• **TO BE DONE**
**1.** Could you sum up the movie profitability write-up in two sentences?
**2.** In the movie profitability write-up, what method handles the extreme "fat-tail" distribution of box office revenues?
**3.** Would you write the next part of the movie profitability write-up, picking up after its last line?

• **SOURCE DOCUMENT**
--- --- ---
Skip to content

JohnnySolo/Data-Analysis-Project---Blockbuster-Movies

Repository files navigation

🎬 Hollywood Greenlight Analytics: Predicting and Shaping Movie Profitability

📑 Executive Summary

This data analysis project investigates the historical drivers of box office ROI to help film studios reduce investment risk.

By moving beyond traditional intuition-based forecasting, we utilized advanced Exploratory Data Analysis (EDA), predictive Machine Learning, and Causal Inference (Meta-Learners) to simulate "what-if" business scenarios.

The analysis identified the distinct financial impact of talent, release timing, and narrative themes, translating complex causal insights into actionable business strategies for stakeholders.


📌 Project Overview

💼 The Analytical Problem & Business Objective

The motion picture industry is notoriously high-risk, characterized by a "fat-tail" distribution where a small number of films generate the vast majority of profits. Traditionally, greenlighting a project relies heavily on executive intuition.

The Objective: To conduct a rigorous data analysis that identifies the true, statistically significant drivers of commercial success (Return on Investment). By quantifying the impact of specific business interventions—such as talent selection and release timing—the goal is to provide data-driven recommendations that optimize film packaging and minimize financial risk.

📂 Data Sources & Analytical Preprocessing

We built a comprehensive master dataset by analyzing over 7,000 movies from multiple sources, including The Movie Database (TMDB) 5000, IMDb metadata, and Kaggle Global Movie Franchises.

  • Data Engineering & Cleansing: Merged diverse datasets into a unified master table (imdb_score_features, roi_features, master_table).
  • Distribution Handling: Addressed the extreme "fat-tail" distribution of box office revenues using logarithmic transformations to ensure statistical validity.
  • Leakage Prevention: Strictly enforced chronological integrity by removing all post-release metrics (e.g., audience votes, user reviews) to ensure the analysis accurately simulated pre-release forecasting.
--- --- ---
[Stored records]
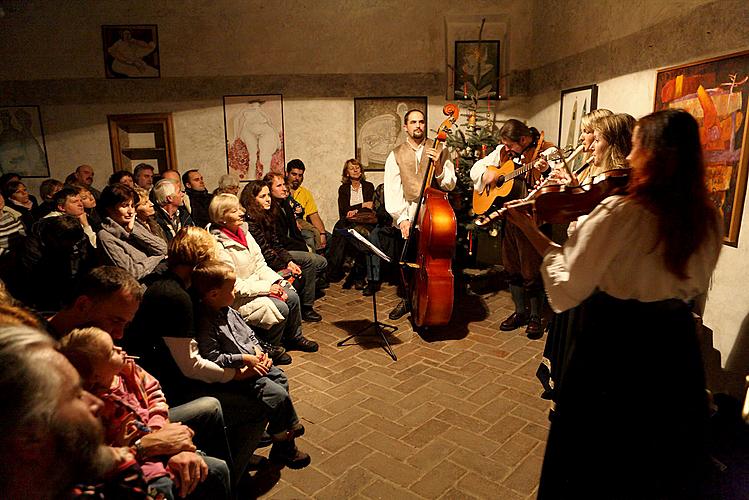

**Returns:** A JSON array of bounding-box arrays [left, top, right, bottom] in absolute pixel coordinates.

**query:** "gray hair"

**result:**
[[0, 325, 61, 448], [218, 174, 239, 189], [153, 179, 179, 205]]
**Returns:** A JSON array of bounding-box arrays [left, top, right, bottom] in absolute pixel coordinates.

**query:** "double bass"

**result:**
[[400, 104, 460, 327]]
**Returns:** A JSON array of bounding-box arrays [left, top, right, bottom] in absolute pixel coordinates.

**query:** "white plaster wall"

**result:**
[[528, 69, 749, 384]]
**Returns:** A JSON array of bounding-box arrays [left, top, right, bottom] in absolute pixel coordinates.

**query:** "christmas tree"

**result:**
[[446, 50, 501, 268]]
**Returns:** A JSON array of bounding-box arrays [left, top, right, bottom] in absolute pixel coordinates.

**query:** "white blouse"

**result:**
[[541, 196, 722, 312]]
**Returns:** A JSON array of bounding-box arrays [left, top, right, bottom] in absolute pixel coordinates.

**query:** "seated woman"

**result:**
[[241, 179, 328, 321], [97, 184, 167, 280], [133, 186, 167, 243], [208, 193, 318, 352], [328, 158, 377, 290], [508, 110, 723, 499], [2, 180, 37, 234]]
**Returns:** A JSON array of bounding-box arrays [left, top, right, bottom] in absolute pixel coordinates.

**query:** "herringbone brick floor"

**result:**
[[254, 284, 549, 500]]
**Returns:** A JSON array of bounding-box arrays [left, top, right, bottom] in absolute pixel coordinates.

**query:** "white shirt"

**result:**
[[384, 141, 458, 225], [541, 196, 722, 312], [470, 144, 561, 191]]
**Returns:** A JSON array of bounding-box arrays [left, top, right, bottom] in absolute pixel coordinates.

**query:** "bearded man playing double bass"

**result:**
[[385, 109, 457, 320]]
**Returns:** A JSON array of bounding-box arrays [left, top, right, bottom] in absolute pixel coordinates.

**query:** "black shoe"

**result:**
[[302, 306, 322, 323], [260, 343, 286, 361], [388, 300, 408, 321], [256, 431, 273, 450], [273, 352, 291, 366], [362, 281, 380, 297], [286, 337, 320, 352], [268, 439, 312, 469], [341, 273, 356, 290], [499, 313, 528, 332], [525, 318, 544, 340]]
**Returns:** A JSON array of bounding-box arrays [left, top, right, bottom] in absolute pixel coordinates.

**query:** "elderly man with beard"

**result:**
[[0, 326, 112, 499]]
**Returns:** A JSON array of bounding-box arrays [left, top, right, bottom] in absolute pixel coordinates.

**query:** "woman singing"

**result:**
[[508, 110, 723, 498]]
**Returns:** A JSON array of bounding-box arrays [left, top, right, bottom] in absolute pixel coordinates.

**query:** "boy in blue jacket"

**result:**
[[192, 260, 310, 469]]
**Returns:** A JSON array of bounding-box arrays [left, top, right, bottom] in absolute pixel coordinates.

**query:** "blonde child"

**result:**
[[192, 260, 310, 469]]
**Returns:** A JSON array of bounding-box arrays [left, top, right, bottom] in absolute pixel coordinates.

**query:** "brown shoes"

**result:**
[[499, 313, 528, 332], [525, 318, 544, 340]]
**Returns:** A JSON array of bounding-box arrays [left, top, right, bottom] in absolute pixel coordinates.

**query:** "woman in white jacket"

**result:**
[[208, 193, 318, 352]]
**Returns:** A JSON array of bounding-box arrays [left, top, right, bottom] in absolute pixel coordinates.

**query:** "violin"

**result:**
[[475, 169, 629, 226]]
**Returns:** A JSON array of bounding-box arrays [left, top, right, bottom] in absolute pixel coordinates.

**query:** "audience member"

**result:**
[[182, 169, 213, 227], [192, 260, 310, 469], [2, 180, 37, 232], [44, 187, 96, 248], [241, 182, 328, 321], [74, 165, 101, 200], [328, 158, 377, 290], [213, 174, 239, 196], [133, 186, 168, 243], [48, 266, 231, 494], [68, 183, 101, 232], [133, 163, 154, 191], [153, 179, 195, 242], [98, 184, 167, 280], [21, 214, 97, 311], [107, 170, 135, 187], [60, 327, 231, 499], [286, 159, 328, 251], [123, 230, 267, 481], [0, 195, 26, 289], [209, 194, 318, 352], [0, 326, 115, 498], [33, 179, 64, 221]]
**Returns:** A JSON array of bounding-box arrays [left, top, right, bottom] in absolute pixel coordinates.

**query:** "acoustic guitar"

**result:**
[[473, 149, 562, 215]]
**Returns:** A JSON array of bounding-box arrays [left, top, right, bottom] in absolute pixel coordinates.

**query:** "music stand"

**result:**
[[337, 229, 398, 361]]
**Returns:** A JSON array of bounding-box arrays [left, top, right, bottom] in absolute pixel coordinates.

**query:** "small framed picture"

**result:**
[[453, 40, 500, 100], [354, 96, 427, 170], [557, 84, 598, 150], [0, 106, 49, 177], [101, 24, 161, 78], [224, 94, 286, 181]]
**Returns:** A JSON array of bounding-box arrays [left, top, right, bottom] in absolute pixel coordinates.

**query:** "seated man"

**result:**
[[182, 168, 213, 227], [73, 165, 101, 200], [0, 325, 116, 498], [133, 163, 154, 191], [47, 266, 235, 492], [60, 327, 230, 499], [33, 179, 64, 220], [286, 159, 328, 252], [45, 187, 96, 248], [153, 179, 195, 242], [193, 260, 310, 469]]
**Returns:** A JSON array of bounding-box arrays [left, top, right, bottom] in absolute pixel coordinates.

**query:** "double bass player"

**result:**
[[385, 109, 457, 320]]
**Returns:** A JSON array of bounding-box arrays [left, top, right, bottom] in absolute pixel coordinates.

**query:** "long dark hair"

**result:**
[[629, 109, 717, 279], [239, 181, 271, 231]]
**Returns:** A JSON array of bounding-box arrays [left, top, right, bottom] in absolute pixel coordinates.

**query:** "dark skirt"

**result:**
[[538, 293, 708, 499]]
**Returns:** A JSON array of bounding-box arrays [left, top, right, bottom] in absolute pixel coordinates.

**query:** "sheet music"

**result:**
[[346, 229, 393, 262]]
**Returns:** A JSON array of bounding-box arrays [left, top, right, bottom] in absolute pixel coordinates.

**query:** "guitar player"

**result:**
[[471, 119, 557, 339]]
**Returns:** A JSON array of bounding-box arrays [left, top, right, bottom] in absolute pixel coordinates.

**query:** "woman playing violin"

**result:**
[[471, 119, 556, 339], [508, 110, 723, 499]]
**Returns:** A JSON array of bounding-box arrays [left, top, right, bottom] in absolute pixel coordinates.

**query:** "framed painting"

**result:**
[[453, 40, 500, 99], [354, 96, 427, 170], [654, 51, 749, 246], [101, 24, 161, 78], [0, 106, 49, 177], [224, 94, 286, 181], [557, 84, 598, 150]]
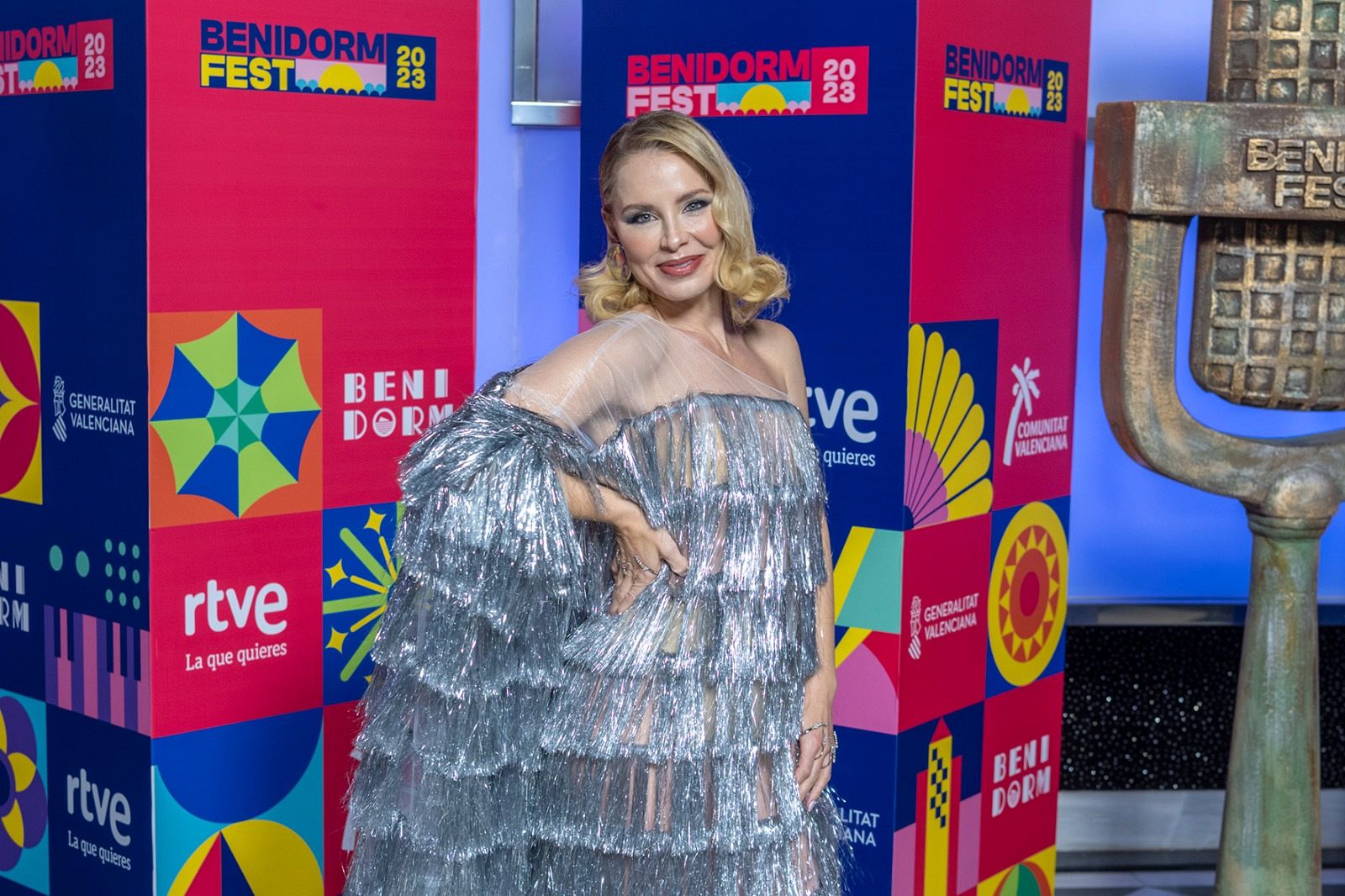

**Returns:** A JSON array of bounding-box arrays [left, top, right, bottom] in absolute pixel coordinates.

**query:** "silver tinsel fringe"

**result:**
[[345, 374, 847, 896]]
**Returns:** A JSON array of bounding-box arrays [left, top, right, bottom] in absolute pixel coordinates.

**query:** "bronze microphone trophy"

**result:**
[[1094, 0, 1345, 896]]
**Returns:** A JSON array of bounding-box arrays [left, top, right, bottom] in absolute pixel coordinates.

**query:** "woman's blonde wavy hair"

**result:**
[[574, 110, 789, 325]]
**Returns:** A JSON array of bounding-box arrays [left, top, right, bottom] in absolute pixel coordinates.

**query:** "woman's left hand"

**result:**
[[794, 667, 836, 811]]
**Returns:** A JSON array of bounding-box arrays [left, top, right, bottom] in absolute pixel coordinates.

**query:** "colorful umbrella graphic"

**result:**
[[150, 314, 320, 517], [0, 697, 47, 871]]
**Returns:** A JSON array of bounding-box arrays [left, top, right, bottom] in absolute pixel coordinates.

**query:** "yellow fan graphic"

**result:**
[[989, 502, 1069, 686], [903, 324, 994, 529]]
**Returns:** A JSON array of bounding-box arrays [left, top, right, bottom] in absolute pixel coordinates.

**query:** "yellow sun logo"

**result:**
[[989, 502, 1069, 686], [32, 59, 61, 90], [738, 83, 789, 112], [318, 62, 365, 92]]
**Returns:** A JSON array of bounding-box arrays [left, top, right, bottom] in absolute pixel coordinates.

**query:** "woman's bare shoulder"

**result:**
[[744, 318, 803, 393]]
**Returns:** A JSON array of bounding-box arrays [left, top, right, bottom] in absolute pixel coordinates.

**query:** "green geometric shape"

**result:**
[[836, 529, 903, 635], [150, 417, 215, 491], [261, 342, 318, 413], [177, 314, 238, 389], [238, 441, 298, 517]]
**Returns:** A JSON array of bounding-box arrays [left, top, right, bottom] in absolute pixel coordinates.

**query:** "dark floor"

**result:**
--- --- ---
• **EXERCISE ANSWERS**
**1.** The project analyzes over 7,000 movies from sources including TMDB 5000, IMDb metadata, and Kaggle Global Movie Franchises to identify the statistically significant drivers of box office return on investment and help film studios reduce investment risk. It uses exploratory data analysis, predictive machine learning, and causal inference to simulate what-if scenarios, applying logarithmic transformations to the fat-tailed revenue distribution and removing post-release metrics so the analysis simulates pre-release forecasting.

**2.** Logarithmic transformations.

**3.**
🛠️ Analytical Methodology & ML Integration

We utilized statistical testing and machine learning as analytical tools to validate hypotheses and measure business impact:

  • Exploratory Data Analysis (EDA): Applied the R.I.C.E. framework (Reach, Impact, Confidence, Effort) to uncover initial industry patterns and direct the analytical focus.
  • Statistical Testing: Validated EDA insights rigorously using Two-Sample T-Tests, One-Way ANOVA, and Variance Inflation Factor (VIF) checks for multicollinearity.
  • Predictive Modeling: Deployed Supervised ML (Logistic Regression, Random Forest, XGBoost) combined with 5-Fold Cross-Validation to evaluate the baseline probability of profitability.
  • Causal Machine Learning (Prescriptive Analysis): Moved beyond simple correlation by implementing Meta-Learners (X-Learner), Inverse Probability of Treatment Weighting (IPTW), and Causal Forests. This allowed us to calculate the Average Treatment Effect (ATE) and simulate "what-if" scenarios across distinct target audience segments.

📊 Key Findings & Business Recommendations

Our causal analysis yielded the following data-driven insights and strategic recommendations:

  • The Talent Multiplier: Upgrading to a "Proven" director is the ultimate risk-mitigation strategy, actively increasing a movie's baseline probability of profitability by ~18 percentage points.
    • Recommendation: Independent studios lacking major marketing safety nets should prioritize budget allocation toward proven directing talent over high-cost visual effects.
  • The Counter-Programming Advantage: Releasing an indie or mid-budget alternative genre film (like Comedy or Drama) during the summer blockbuster season provides a ~7.4% to 9.1% lift in profitability probability.
    • Recommendation: Studios should leverage counter-programming, capitalizing on the massive influx of summer cinema foot traffic rather than avoiding major action tentpoles.
  • Narrative Optimization: Anchoring scripts on reliable, human-centric thematic hooks increases the probability of profitability by 8% to 12.8%.
    • Recommendation: This narrative optimization should be strictly applied to R-rated films, maximizing appeal where the potential audience pool is already restricted by age.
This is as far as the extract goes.